- GIVEN TASK
From the line with "In this picture, where can the boy's mouth" down to the final line of the material below, quote every line exactly and leave out all lines before it.

(Pointing dataset records)
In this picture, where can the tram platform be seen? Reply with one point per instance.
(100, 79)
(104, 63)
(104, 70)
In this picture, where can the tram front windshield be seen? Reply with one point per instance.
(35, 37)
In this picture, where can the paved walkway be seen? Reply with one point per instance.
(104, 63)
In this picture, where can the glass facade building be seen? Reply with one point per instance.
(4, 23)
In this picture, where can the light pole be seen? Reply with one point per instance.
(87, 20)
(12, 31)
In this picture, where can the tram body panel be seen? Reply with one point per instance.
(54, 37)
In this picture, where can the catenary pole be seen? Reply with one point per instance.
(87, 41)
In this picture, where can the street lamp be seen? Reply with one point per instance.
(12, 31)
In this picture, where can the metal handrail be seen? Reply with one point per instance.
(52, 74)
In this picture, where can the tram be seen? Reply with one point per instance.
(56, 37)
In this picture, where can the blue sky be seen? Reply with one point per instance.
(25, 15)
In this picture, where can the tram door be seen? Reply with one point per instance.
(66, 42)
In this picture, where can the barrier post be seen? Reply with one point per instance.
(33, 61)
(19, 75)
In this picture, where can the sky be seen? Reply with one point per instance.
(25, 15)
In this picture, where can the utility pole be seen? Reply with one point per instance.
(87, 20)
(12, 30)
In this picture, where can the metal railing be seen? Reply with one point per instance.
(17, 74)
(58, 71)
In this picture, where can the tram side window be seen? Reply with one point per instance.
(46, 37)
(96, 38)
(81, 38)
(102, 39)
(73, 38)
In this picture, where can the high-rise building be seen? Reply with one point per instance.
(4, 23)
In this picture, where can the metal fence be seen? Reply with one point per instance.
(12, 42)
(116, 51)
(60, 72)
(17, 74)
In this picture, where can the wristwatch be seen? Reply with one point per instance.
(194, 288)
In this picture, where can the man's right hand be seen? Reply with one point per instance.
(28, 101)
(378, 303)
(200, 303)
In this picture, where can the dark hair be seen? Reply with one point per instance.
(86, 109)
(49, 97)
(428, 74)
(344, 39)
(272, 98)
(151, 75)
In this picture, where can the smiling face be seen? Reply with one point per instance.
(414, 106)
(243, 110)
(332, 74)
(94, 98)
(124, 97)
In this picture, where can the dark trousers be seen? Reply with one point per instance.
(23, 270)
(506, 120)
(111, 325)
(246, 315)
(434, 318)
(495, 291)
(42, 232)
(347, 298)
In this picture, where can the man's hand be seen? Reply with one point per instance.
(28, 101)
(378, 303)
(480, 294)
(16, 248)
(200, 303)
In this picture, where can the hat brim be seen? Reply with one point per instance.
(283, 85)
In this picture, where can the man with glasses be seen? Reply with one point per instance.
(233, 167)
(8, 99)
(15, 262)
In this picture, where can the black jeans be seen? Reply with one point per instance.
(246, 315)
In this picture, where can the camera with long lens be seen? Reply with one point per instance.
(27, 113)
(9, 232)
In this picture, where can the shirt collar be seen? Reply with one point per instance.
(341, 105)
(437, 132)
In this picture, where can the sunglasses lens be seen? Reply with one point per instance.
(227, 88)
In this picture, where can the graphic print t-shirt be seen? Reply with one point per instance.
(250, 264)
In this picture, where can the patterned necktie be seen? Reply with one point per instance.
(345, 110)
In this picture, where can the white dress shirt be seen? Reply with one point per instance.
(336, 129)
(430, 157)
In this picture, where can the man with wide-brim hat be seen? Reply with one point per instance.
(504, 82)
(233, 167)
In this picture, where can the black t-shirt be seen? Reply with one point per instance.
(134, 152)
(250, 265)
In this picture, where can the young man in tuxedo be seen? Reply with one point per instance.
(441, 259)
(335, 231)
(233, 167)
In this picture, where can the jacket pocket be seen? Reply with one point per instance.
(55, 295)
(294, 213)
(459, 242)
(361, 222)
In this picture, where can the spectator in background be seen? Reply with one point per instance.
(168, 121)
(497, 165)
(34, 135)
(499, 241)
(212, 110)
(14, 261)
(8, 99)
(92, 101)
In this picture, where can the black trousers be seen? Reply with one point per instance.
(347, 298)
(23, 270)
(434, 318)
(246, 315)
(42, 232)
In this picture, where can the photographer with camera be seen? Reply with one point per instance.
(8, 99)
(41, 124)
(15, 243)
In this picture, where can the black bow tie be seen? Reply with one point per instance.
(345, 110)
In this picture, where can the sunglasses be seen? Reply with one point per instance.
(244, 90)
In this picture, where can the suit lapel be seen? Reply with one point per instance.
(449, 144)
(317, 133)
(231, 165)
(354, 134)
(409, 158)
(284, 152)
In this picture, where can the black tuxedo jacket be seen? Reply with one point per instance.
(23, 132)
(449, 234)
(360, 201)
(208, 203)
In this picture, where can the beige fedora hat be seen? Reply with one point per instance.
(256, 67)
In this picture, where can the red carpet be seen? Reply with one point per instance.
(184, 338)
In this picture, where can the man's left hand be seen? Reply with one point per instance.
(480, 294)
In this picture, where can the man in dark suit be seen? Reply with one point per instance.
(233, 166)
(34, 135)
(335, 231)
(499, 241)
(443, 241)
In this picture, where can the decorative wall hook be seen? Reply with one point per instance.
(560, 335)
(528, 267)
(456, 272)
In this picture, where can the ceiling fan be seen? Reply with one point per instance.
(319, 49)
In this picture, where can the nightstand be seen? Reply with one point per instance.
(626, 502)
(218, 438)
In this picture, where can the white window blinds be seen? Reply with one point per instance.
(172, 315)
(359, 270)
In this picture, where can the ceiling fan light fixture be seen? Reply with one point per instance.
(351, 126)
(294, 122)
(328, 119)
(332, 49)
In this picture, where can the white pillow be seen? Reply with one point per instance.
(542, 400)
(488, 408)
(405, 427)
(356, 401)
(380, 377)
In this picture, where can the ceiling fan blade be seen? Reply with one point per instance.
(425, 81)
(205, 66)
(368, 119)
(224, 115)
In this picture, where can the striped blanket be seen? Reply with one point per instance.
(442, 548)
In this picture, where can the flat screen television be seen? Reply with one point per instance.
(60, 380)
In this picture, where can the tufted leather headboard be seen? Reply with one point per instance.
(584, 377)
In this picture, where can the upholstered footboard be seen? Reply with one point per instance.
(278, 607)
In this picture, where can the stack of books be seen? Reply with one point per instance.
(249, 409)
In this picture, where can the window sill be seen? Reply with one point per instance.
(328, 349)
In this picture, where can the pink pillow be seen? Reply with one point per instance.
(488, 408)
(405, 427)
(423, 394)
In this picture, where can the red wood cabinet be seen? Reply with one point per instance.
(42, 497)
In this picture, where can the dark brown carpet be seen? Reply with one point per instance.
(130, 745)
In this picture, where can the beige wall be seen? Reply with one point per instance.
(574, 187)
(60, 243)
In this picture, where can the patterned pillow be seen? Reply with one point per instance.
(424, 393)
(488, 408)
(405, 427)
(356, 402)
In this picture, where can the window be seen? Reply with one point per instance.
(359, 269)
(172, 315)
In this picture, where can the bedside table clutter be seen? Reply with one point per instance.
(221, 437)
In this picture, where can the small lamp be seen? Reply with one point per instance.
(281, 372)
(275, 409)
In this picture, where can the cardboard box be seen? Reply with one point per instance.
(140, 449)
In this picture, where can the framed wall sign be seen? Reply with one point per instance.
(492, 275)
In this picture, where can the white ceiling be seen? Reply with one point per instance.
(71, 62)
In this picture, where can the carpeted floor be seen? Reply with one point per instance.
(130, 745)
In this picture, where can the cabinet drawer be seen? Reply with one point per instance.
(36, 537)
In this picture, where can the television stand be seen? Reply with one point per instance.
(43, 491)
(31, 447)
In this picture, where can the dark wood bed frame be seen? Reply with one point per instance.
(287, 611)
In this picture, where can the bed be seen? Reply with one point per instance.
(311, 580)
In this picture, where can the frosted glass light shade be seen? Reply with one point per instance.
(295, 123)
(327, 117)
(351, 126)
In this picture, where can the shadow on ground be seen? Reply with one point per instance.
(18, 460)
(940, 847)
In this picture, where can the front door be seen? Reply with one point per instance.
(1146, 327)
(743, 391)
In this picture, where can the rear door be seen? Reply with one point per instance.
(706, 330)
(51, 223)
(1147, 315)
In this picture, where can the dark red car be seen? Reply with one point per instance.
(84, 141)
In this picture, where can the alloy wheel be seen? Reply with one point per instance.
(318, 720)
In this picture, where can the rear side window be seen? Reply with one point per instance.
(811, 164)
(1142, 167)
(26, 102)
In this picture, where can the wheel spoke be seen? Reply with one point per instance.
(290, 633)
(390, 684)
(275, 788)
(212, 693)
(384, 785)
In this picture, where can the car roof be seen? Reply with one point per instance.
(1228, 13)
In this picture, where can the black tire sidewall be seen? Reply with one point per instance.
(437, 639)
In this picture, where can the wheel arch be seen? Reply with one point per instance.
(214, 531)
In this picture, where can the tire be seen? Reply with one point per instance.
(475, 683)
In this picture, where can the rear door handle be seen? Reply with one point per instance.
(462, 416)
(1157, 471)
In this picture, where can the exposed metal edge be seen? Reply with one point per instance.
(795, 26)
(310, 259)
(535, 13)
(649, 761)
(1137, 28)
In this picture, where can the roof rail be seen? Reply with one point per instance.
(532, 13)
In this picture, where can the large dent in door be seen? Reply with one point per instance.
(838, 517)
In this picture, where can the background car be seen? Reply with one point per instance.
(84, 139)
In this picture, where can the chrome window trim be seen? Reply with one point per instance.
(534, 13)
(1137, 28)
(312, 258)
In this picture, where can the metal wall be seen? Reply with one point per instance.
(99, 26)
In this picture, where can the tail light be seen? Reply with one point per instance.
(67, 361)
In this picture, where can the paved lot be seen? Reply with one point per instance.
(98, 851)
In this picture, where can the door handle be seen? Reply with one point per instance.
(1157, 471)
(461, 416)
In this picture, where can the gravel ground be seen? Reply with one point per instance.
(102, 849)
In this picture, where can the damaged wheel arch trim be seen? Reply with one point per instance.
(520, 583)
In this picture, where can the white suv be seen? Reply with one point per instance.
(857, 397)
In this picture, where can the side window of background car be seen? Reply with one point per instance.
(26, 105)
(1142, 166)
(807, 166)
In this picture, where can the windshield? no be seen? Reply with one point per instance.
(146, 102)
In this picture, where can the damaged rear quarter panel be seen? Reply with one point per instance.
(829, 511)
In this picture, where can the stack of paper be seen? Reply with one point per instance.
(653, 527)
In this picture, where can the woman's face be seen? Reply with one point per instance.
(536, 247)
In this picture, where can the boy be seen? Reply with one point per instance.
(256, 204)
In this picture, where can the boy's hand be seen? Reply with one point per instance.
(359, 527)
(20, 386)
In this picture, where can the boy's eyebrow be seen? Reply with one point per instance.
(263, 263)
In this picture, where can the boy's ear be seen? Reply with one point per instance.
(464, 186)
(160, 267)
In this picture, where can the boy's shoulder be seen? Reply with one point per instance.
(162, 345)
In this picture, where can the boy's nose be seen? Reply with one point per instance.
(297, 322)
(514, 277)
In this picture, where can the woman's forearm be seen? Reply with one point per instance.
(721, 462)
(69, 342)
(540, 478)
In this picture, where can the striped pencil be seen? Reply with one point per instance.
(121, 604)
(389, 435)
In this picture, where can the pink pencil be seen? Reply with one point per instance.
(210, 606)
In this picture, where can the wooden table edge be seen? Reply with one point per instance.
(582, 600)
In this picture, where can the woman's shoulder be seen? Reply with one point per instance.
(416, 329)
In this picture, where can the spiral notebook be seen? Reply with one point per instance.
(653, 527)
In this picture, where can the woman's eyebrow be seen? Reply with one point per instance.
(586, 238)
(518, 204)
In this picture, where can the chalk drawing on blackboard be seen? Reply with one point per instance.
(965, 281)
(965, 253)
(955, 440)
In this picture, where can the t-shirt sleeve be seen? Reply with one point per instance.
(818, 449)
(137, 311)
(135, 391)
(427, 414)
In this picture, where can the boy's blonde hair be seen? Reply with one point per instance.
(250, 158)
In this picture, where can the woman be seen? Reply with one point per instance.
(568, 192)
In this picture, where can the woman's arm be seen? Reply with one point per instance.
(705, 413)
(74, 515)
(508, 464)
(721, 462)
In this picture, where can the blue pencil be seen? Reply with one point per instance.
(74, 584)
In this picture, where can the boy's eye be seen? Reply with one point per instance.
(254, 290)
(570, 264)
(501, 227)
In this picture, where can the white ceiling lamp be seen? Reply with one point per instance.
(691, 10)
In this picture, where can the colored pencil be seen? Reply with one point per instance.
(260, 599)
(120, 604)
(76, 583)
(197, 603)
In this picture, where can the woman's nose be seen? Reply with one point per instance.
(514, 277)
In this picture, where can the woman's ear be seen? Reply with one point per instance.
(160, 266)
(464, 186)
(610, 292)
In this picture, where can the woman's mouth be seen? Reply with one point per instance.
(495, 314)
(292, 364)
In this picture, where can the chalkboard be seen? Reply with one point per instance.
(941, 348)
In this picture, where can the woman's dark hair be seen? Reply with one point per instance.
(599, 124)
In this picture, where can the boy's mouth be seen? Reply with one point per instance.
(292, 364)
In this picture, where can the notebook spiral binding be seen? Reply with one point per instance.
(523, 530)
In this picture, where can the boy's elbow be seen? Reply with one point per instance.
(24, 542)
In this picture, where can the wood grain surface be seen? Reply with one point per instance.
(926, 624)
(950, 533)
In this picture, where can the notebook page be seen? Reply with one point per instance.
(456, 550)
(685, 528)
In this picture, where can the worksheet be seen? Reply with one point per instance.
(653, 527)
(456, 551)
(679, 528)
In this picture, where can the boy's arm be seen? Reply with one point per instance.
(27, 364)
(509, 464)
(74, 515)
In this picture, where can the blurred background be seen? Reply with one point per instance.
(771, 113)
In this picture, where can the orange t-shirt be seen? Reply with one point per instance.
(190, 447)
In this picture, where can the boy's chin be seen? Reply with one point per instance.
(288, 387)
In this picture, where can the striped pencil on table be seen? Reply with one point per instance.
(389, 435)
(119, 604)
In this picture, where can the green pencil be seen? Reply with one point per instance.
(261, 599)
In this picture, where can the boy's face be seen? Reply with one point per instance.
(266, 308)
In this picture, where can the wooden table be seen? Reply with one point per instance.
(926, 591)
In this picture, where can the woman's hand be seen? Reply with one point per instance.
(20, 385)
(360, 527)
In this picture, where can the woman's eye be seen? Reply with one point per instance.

- WORKED SOLUTION
In this picture, where can the boy's mouth be seen? Reply with one point per instance.
(292, 364)
In this picture, where can the notebook spiral binding be seen? Reply with one point per instance.
(523, 530)
In this picture, where can the boy's elbow be seen? Reply with one point per instance.
(24, 542)
In this picture, where can the wood grain surface be seen? Reply with one point per instance.
(926, 624)
(950, 533)
In this picture, where can the notebook page be seen? Reply with one point per instance.
(456, 550)
(685, 528)
In this picture, where can the worksheet be seen? Reply with one point per instance.
(653, 527)
(456, 551)
(679, 528)
In this picture, where can the boy's arm be seen? Reply with one point per instance.
(27, 364)
(509, 464)
(74, 515)
In this picture, where can the blurred background be seen? Reply with one point per instance.
(771, 113)
In this picture, where can the orange t-shirt be seen? Reply with one point per instance.
(190, 447)
In this picture, where can the boy's chin be seen? Reply with one point per instance.
(288, 387)
In this picture, where can the striped pencil on table be seen? Reply with one point per instance.
(389, 435)
(119, 604)
In this picture, where can the green pencil be seen? Reply with one point per instance.
(261, 599)
In this picture, where can the boy's face be seen? Reply with one point per instance.
(266, 308)
In this picture, where can the wooden table be seen? Reply with one point per instance.
(926, 591)
In this picture, where can the woman's hand be seen? Reply with one point per instance.
(20, 385)
(360, 527)
In this picture, where can the woman's eye be seen? Reply with one point per instance.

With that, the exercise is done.